• Supplied data:
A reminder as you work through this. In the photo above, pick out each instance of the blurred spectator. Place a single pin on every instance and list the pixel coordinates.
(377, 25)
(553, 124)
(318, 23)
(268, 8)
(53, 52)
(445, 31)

• What to produce:
Render the entries above as a two-column CSV with the headers request and answer, one row per entry. Put each value in a single quoted field, with line breaks replaced by spaces.

• Final answer:
request,answer
"A reminder as you work through this. In the photo above, pick out each instance of the blurred spectator. Place a single pin on every instance and list the pixel coordinates.","(377, 25) (553, 124) (318, 23) (268, 8) (53, 52) (445, 31)"